Radiant Horse Manure : Israel Under fire
“[I]t’s Incandescent Horse Shit” was the phrase utilized by the mathematician and philosopher, David Berlinski, to express his disgust and bewilderment at the pretensions of Alan Guth’s inflationary theory of Big Bang Cosmology.(1) Having noticed the blatant arbitrariness of the entire theory, its failings, and its Rube Goldberg like assembly(2), the normal equanimity of scholarly discourse failed him, and the luminance of supposed scientific insight was described in terms more appropriate to its substance, equine fecal excretions of pungent olfactory sense.
Berlinski is a skeptic’s skeptic. He has amassed a great deal of enemies in the scientific community mostly because he neither cares for their pugnaciousness nor their want of respect. I applaud and cheer him in every effort. One scientist found himself at the epistemological bottom when he said that Berlinski uses the “powers of doubt” to attack scientific pretensions to knowledge, this he found to be more of sophistry than critique. But “Doubt,” to capitalize it and thus embolden it with the power of a universal, is an essential component of scientific method, and is usually induced by someone waving red flags when they need to be waved. Berlinski holds a red flag in either hand, and waves them with great effect and great consequence.
I highlight the case of Berlinski because the phrase used by him in relation to Guth’s theory can as easily, and with greater severity, be used in the case of a book entitled A History of the Modern Middle East by William L. Cleveland. It is surely and unabashedly “Incandescent Horse shit.”
Laymen reviewers of the tome have complained that it is incredibly “detailed,” one women going on for almost a thousand words on Amazon.com complaining that the book was too expansive, and that it required foreknowledge of the region. It was not an introductory text, “do they have a Middle east for Dummies?” she queried. If not for the “selected bibliography” — a good way to tell that a book is not properly sourced, and thus not worthy of consideration beyond that of an Op-ed — I would have assumed Cleveland used as his only source the “Middle East for Dummies” edition.
The 500+ page exasperation qualifies as “Incandescent Horse Shit” in its entirety and I would be delighted if someone had the time and patience to dig through the manure. But here I will be referring to and elucidating Cleveland’s bias against the state of Israel and its formation. In this book, he carelessly omits relevant facts, diminishes Arab intransigence, and white washes the role of Islam as it relates to the formation, and rejection, of the state of Israel.
Let us begin with this sweeping declaration that encapsulates the entire perspective on the formation of Israel that this book provides:
Jewish immigration and land acquisition lay at the heart of the communal tension in Palestine. The Zionist objective was to build up the Jewish population of the mandate through unrestricted immigration so as to have a credible claim to the existence of a national home. In order to settle and feed the immigrants, it was necessary to acquire as much cultivable land as possible. In pursuit of these twin objectives, Zionism resembled a project of settler colonialism undertaken at the expense of the local Arab population. The Arabs of Palestine recognized that the goals of Zionism represented a threat to their existence and they opposed them by attempting to negotiate with Britain to restrict immigration and land transfers: when that tactic failed, they turned to armed revolt.(3)
= = =
In the essay criticizing Cleveland's history, what reason is given for the many enemies Berlinski has amassed in the scientific community?
= = =
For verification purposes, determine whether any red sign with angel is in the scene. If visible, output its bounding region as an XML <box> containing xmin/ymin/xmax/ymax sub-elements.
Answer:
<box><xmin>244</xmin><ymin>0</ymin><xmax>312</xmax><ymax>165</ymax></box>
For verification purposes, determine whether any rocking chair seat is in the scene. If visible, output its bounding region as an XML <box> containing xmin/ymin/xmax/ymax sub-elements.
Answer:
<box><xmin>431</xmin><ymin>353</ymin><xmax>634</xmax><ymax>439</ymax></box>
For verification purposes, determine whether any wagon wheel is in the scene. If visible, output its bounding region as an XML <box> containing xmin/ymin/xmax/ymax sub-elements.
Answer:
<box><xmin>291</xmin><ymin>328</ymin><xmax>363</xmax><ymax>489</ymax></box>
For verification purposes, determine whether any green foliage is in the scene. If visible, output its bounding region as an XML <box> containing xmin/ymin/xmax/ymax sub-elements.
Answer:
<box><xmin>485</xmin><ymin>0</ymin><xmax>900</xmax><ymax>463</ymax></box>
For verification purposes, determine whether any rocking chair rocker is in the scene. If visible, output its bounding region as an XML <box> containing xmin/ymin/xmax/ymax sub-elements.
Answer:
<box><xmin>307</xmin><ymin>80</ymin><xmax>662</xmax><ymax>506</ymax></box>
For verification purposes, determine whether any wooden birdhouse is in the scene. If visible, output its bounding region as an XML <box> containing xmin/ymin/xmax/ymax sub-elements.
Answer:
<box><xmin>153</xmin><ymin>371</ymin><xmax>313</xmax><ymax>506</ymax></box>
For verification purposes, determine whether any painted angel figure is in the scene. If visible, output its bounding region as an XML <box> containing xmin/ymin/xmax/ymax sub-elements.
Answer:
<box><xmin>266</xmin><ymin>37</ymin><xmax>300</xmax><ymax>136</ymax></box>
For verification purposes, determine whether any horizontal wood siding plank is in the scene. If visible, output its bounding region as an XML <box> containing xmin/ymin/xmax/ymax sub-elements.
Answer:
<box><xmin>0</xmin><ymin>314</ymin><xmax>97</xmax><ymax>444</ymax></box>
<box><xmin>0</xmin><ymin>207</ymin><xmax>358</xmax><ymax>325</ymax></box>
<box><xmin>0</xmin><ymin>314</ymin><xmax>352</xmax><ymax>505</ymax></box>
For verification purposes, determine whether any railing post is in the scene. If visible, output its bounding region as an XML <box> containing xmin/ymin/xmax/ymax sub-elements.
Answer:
= = =
**Reply:** Berlinski has made many enemies in the scientific community mostly because he cares neither for the pugnaciousness of its members nor for their want of respect.